:: Passage to read ::
┄┄┄┄┄┄

Depending on your source, between 100,000 and 300,000 patients die in US hospitals every year due to potentially preventable, in-hospital medical errors. Many more are wounded.
100,000-300,000 is a wide range. So, let’s be conservative and call it 100,000. Now, contrast that with the number of deaths that occur in all of U.S. industry per year—4,340 last year.
There’s nothing different about reducing employee injuries and deaths and patient injuries and deaths. The approach is identical. If you want different results, you need to change the system that’s causing the current results.
In the case of patient or employee deaths, two things need to change—the way work is done and the culture that establishes the underlying values of the organization.
Thanks to Johns Hopkins physician Dr. Peter Pronovost and others, the simple surgical checklist during major operations has been found to lower the incidence of deaths and complications by more than one third. The checklist is usually a single page that requires only a few minutes to complete at three critical junctures of operative care: before anesthesia is administered, before skin incision, and before the patient is removed from the operating room.
Checklists aren’t new. Airline pilots have been using them for years. Checklists have been part of what’s often referred to as standard work in many industries for a long time. They work and they’re easy to make work because all you have to do is follow the list. What’s not easy is shifting the culture of an organization from one where the surgeon is the master of the operating room universe to one where all OR occupants work as a fluid team.
This culture shift doesn’t start in the OR. It starts in the office of the CEO and it needs to include every leader in the hospital, whether it’s the chief of the medical staff, chief of surgery, chief resident or the “chief” of human resources.
Shifting the culture requires a re-clarification of roles and expectations of each person in the hospital. It means measurement, communication, learning and development, work processes, technology and rewards and recognition all need to be focused laser-like on becoming and remaining a zero accident institution and nothing less. Checklists are part of the hard, technical aspect of change. Shifting the underlying values within a hospital or any other organization is the soft side of change.
But checklists are easy. Culture is hard.

┄┄┄┄┄┄

:: What you will do ::
Can you write out the passage on preventable hospital deaths word for word, starting with "This culture shift" and going on through "side of change."?

┄┄┄┄┄┄

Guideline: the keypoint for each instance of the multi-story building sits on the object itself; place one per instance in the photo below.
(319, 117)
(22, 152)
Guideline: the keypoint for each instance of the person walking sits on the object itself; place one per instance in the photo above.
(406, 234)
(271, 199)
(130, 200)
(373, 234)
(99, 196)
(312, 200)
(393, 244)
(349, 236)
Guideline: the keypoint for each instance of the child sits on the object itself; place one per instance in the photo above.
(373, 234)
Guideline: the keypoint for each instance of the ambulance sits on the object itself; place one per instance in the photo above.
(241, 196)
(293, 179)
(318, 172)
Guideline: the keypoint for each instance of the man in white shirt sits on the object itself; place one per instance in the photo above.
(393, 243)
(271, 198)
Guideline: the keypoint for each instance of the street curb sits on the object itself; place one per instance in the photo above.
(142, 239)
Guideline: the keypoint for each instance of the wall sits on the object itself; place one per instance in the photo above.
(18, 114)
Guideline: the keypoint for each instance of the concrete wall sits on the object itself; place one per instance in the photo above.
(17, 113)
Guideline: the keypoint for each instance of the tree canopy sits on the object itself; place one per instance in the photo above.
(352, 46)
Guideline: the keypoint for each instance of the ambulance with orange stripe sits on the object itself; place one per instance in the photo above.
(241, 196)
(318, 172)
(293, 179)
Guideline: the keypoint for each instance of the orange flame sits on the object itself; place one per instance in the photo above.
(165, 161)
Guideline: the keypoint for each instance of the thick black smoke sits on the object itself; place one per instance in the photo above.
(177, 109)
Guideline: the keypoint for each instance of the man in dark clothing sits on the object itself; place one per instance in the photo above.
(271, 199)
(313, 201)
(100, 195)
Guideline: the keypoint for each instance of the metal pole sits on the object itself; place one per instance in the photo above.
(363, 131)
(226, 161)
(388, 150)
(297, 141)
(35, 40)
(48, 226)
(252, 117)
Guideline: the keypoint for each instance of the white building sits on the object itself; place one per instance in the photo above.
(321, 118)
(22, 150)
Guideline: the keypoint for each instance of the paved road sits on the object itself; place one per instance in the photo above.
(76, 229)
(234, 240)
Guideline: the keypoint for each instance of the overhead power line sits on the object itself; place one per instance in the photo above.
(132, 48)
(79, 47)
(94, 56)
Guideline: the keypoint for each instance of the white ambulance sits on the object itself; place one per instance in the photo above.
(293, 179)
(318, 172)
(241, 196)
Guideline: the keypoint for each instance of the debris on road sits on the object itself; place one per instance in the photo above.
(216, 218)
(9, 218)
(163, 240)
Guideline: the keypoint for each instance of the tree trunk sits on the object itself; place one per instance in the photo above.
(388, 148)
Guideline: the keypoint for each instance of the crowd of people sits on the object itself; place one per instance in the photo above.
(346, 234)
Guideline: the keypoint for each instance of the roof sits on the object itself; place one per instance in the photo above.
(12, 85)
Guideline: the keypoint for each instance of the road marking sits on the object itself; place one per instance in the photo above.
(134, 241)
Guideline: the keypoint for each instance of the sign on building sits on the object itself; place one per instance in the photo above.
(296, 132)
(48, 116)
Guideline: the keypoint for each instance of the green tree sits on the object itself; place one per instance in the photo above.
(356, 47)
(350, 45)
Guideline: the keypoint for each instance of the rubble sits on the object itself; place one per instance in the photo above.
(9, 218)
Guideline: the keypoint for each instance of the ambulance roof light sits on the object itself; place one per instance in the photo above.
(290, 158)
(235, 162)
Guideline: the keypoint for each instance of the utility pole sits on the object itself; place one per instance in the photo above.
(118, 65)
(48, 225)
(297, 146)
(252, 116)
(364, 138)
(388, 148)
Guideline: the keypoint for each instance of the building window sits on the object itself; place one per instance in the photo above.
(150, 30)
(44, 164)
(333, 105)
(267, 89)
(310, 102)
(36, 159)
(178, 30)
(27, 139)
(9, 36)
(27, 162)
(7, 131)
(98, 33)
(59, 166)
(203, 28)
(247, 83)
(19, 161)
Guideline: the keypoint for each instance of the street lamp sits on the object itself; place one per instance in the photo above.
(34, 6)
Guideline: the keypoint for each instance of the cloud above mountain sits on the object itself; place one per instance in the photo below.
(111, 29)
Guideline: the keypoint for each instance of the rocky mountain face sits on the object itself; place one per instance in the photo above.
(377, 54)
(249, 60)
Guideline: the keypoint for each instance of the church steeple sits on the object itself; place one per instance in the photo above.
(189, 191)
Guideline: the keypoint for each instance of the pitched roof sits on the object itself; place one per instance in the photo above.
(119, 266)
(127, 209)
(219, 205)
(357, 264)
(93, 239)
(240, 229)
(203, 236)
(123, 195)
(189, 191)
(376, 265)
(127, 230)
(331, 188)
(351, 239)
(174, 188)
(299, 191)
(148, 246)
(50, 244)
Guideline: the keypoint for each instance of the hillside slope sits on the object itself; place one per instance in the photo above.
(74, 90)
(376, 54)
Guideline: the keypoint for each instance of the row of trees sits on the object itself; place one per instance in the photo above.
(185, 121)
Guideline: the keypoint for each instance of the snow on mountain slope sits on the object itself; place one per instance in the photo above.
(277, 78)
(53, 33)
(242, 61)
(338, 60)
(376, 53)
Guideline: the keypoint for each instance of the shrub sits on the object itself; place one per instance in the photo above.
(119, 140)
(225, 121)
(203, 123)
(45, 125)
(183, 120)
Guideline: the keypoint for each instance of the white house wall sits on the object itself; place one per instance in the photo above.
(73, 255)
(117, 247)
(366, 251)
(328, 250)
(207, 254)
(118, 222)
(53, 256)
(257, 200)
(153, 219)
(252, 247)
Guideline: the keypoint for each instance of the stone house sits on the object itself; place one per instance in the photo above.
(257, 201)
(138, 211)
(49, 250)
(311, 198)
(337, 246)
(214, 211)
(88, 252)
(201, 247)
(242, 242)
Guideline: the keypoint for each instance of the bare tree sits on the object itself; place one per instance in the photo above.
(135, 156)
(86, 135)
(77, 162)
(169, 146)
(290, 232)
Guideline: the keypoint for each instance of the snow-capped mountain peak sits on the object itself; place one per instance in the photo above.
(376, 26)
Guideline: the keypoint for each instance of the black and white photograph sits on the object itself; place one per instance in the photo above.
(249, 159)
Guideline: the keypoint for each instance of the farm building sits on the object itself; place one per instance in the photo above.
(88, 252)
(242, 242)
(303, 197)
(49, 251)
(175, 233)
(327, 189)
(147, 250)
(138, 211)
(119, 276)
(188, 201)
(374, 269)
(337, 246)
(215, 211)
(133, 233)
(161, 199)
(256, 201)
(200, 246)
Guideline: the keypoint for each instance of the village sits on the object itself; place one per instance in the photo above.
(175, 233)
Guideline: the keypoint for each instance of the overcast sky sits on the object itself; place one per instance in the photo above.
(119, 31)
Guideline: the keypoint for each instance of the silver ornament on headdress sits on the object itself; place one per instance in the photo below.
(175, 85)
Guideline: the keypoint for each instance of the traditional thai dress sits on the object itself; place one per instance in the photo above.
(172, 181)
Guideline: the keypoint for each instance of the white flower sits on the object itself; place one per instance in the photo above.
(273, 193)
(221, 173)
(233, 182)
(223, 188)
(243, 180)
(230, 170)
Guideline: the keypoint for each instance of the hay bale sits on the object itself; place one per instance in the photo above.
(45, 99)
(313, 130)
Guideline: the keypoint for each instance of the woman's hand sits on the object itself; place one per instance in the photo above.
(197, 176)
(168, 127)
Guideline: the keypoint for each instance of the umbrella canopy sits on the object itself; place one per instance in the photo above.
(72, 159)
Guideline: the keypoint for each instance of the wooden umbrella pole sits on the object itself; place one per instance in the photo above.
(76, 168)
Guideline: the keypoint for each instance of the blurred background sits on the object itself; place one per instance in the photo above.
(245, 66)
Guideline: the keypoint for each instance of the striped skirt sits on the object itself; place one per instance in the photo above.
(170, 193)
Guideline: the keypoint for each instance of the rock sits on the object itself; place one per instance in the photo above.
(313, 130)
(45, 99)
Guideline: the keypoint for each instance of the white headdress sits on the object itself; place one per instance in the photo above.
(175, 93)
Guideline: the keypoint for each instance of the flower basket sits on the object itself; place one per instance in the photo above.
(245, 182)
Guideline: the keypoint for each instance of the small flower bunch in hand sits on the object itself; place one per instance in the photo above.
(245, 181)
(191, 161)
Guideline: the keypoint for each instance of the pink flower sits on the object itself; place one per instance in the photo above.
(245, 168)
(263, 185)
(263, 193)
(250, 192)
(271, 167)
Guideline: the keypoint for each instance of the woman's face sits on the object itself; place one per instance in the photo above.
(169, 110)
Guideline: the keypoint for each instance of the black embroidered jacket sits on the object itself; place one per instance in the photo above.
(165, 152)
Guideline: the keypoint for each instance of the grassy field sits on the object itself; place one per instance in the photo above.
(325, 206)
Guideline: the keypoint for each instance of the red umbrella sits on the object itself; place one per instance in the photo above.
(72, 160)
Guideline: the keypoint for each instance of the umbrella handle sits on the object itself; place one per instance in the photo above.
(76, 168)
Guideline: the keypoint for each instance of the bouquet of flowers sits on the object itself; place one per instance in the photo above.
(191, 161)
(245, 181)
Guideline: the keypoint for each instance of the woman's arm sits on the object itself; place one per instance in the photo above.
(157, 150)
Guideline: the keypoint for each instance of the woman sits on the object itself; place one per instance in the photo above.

┄┄┄┄┄┄

:: Answer box ::
This culture shift doesn’t start in the OR. It starts in the office of the CEO and it needs to include every leader in the hospital, whether it’s the chief of the medical staff, chief of surgery, chief resident or the “chief” of human resources.
Shifting the culture requires a re-clarification of roles and expectations of each person in the hospital. It means measurement, communication, learning and development, work processes, technology and rewards and recognition all need to be focused laser-like on becoming and remaining a zero accident institution and nothing less. Checklists are part of the hard, technical aspect of change. Shifting the underlying values within a hospital or any other organization is the soft side of change.